# Teks Bacaan:
##########
Sabtu, 14 Agustus 2021

Dam, Dam, Dam

Yopi Setia Umbara *
newspaper.pikiran-rakyat.com
 
AWALNYA saya tidak terlalu tertarik dengan esai Damhuri Muhammad (selanjutnya disebut Dam) yang berjudul “Kesadaran Puitis & Politik” yang diterbitkan di suplemen Khazanah di Pikiran Rakyat (Minggu, 5 April 2009). Karena, untuk sebuah esai judul macam itu biasa banget, kurang provokatif. Atau, mungkin Dam sengaja memilih judul itu, supaya tulisannya terkesan up to date. Maklum, pada waktu itu menjelang pemilu.
 
Setelah saya baca perlahan-lahan, ternyata isinya cukup berani juga, kalau tidak ingin disebut sembrono. Barangkali, seberani para calon legislatif yang berebut simpati rakyat untuk kursi yang terbatas. Dam begitu enteng, seolah tanpa tekanan, dan tanpa pertimbangan mengesampingkan beragam estetika puisi lain. Sementara, ia begitu khusyu mempromosikan estetika puisi karya Binhad Nurrohmat dalam antologi Demonstran Sexy (2008) sebagai karya yang membumi.
 
Dam memang gelisah juga kritis dengan perkara politik, seperti pertanyaan di awal esainya berikut ini, “Bagaimanakah semestinya sastrawan menyikapi keriuhan retorika politik yang belakangan ini tampak mentereng?” Sebuah kalimat tanya yang mengesankan kebijaksanaan dan keberpihakan Dam pada rakyat. Seakan-akan dalam pandangannya, sastrawan tidak mampu menyelamatkan negeri yang terombang-ambing situasi politik ini.
 
Namun, kemudian Dam terpancing untuk memaksakan opininya yang tidak sepakat dengan estetika puisi yang menurutnya, “apalah gunanya sebait sajak yang hanya mampu menggambarkan setetes embun yang jatuh di helai daun, atau hujan bulan November yang mengingatkan ia pada serpihan-serpihan yang hilang. Mengawang-awang, tak membumi, sesekali bahkan utopia?” Pernyataan semacam itu semestinya tidak perlu diungkapkan oleh seorang Dam yang rajin menulis esai, juga seorang cerpenis itu. Bukankah Dam seorang sastrawan juga?
 
Mengenai empat sajak Binhad yang dipromosikan Dam sebagai karya yang membumi, bukanlah persoalan rumit. Sebab pilihan estetika merupakan komitmen dan konsekuensi setiap orang untuk memilih jalan puisi yang hendak ditempuhnya. Akan tetapi, ketika Dam mempromosikan sebuah estetika, lantas menggugat estetika yang lain tanpa ampun, apalah bedanya ia dengan politisi yang digugatnya.
##########
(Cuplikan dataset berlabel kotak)

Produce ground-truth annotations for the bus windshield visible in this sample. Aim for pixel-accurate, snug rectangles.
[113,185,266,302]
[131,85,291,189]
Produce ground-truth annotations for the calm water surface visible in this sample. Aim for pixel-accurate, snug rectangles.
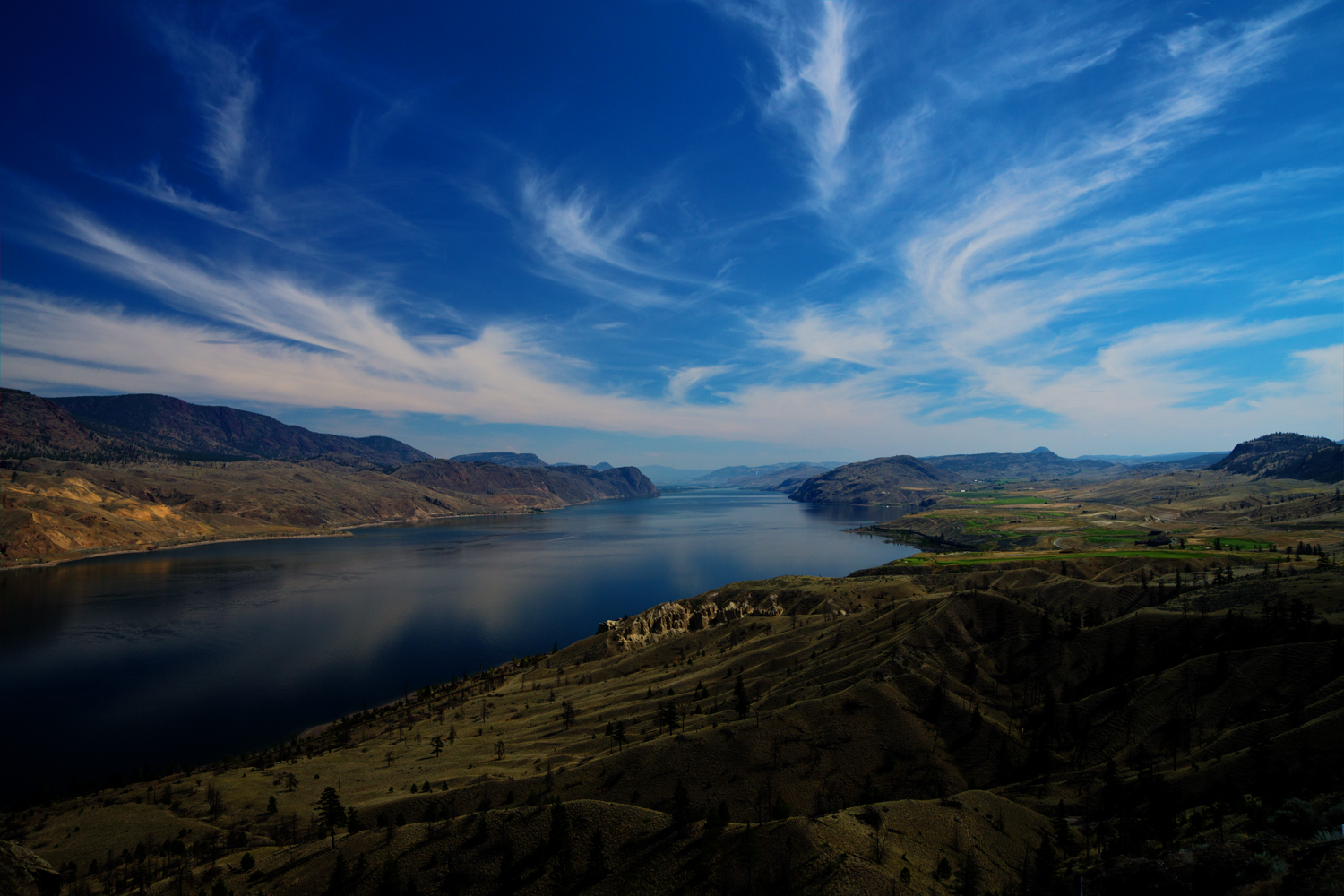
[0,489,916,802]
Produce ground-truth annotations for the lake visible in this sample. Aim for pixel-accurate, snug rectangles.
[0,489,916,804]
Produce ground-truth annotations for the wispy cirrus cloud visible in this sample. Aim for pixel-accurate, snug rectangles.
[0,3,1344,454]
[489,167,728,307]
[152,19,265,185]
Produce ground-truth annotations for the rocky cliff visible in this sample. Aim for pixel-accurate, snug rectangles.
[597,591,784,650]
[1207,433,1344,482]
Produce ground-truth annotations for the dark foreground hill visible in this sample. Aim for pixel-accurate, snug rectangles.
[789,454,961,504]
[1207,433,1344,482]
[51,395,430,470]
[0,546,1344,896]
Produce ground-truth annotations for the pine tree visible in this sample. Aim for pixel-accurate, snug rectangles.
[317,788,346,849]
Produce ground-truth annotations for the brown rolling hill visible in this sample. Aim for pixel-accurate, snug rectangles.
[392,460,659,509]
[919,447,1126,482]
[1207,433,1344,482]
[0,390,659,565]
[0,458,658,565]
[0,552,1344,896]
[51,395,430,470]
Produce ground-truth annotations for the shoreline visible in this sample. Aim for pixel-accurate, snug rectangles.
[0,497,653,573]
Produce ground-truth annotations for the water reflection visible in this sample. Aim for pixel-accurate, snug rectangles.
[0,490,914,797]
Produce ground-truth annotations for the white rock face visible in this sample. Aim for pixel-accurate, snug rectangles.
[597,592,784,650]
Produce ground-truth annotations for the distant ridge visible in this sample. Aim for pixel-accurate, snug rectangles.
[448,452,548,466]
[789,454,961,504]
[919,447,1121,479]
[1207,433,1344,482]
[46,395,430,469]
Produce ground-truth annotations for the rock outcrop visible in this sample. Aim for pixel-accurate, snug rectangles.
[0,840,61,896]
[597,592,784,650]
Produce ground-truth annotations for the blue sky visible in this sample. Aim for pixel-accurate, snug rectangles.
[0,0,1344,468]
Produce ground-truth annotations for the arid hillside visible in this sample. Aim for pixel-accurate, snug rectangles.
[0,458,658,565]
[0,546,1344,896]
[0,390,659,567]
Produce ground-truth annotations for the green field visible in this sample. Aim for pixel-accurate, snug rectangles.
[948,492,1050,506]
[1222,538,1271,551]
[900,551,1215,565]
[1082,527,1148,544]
##########
# Tugas yang Dikerjakan:
**a.** Menurut teks bacaan, di mana dan kapan esai "Kesadaran Puitis & Politik" diterbitkan?
**b.** Tulis ulang secara lebih ringkas paragraf dalam teks bacaan yang diawali "Setelah saya baca perlahan-lahan" dengan tetap mempertahankan fakta utamanya.

# Jawaban per Tugas:
**a.** Esai itu diterbitkan di suplemen Khazanah di Pikiran Rakyat pada Minggu, 5 April 2009.

**b.** Setelah dibaca perlahan, isi esai Dam ternyata cukup berani, bahkan nyaris sembrono, seberani para calon legislatif yang berebut simpati rakyat. Dengan enteng Dam mengesampingkan beragam estetika puisi lain. Sementara itu, ia dengan khusyuk mempromosikan estetika puisi Binhad Nurrohmat dalam antologi Demonstran Sexy (2008) sebagai karya yang membumi.